Thirty Taliban insurgents were killed Tuesday in the latest round of airstrikes against targets in northwestern Pakistan's tribal areas, the military said in a statement.
More than 100 Taliban have died since the aerial offensive began five days ago.
Tuesday's strikes came in the regions of North and South Waziristan, traditional bastions of the Afghan and Pakistani Taliban and other jihadist factions.
The air campaign began after the Pakistani government announced the suspension of a dialogue with the country's main Taliban group, the TTP, in protest over continuing attacks by the insurgents.
Pakistan's Cabinet is mulling an all-out offensive in the tribal areas, special security adviser Artaj Aziz said Monday, though analysts say a ground operation is unlikely.
"The government has seen that it must reverse the situation by force, but I don't think they are sure of the scale of the offensive they want to launch," retired Gen. Talat Masud told Efe Tuesday. "Surely it will be limited to an operation to weaken the insurgency."

EXERCISE TASKS:
1. Translate this sentence from the report on the Pakistani airstrikes into Spanish: "More than 100 Taliban have died since the aerial offensive began five days ago."
2. In the entries that follow, report every line containing the string "backpack". Case counts.

INPUT DATA:
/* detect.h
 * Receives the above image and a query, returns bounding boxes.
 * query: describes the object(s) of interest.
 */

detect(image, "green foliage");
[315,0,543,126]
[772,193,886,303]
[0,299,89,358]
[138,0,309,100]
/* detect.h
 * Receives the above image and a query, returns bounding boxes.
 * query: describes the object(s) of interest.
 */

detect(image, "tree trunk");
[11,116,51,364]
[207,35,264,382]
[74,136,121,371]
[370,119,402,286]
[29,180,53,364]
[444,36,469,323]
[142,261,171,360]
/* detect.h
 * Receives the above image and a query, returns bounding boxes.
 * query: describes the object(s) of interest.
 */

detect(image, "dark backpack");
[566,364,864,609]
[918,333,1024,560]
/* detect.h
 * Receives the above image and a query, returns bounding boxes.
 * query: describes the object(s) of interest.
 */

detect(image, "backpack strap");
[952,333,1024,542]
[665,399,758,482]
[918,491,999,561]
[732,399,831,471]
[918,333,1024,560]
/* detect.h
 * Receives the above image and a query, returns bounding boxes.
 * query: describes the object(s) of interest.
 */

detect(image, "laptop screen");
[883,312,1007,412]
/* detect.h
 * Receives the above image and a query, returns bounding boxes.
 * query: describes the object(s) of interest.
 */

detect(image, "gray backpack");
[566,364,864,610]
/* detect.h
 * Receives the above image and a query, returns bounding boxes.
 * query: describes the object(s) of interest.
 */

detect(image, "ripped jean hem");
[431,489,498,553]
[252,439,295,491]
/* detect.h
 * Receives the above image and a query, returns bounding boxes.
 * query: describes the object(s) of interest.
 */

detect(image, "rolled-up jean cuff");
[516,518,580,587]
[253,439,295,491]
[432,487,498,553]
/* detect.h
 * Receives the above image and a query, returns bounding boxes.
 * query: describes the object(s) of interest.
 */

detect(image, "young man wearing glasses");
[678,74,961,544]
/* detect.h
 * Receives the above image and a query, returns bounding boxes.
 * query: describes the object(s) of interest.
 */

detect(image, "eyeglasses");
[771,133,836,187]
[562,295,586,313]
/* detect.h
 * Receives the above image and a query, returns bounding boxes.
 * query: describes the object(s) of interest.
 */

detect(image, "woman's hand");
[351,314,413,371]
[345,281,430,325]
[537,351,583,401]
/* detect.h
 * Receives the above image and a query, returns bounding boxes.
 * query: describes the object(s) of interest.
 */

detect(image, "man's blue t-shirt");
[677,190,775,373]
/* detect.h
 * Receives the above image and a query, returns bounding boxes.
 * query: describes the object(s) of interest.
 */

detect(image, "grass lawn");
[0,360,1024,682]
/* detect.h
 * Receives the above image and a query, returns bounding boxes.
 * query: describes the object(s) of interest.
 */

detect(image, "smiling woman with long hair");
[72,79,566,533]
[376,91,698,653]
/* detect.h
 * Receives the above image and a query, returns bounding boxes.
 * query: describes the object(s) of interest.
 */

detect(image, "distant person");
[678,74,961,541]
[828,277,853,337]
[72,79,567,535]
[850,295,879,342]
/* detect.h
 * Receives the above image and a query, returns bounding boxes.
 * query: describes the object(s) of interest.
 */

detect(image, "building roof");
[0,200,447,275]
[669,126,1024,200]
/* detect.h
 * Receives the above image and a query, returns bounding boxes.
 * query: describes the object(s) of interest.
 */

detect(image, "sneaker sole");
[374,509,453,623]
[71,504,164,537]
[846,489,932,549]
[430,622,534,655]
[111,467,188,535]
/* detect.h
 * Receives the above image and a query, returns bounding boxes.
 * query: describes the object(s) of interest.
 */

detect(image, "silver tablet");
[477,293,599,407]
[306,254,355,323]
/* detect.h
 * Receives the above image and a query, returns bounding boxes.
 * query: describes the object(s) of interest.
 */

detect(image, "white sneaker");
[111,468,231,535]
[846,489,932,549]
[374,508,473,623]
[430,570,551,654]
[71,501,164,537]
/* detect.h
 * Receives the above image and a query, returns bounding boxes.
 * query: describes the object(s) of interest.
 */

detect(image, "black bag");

ANSWERS TO THE PROBLEMS:
1. Más de 100 talibanes han muerto desde que comenzó la ofensiva aérea hace cinco días.

2.
detect(image, "dark backpack");
detect(image, "backpack strap");
detect(image, "gray backpack");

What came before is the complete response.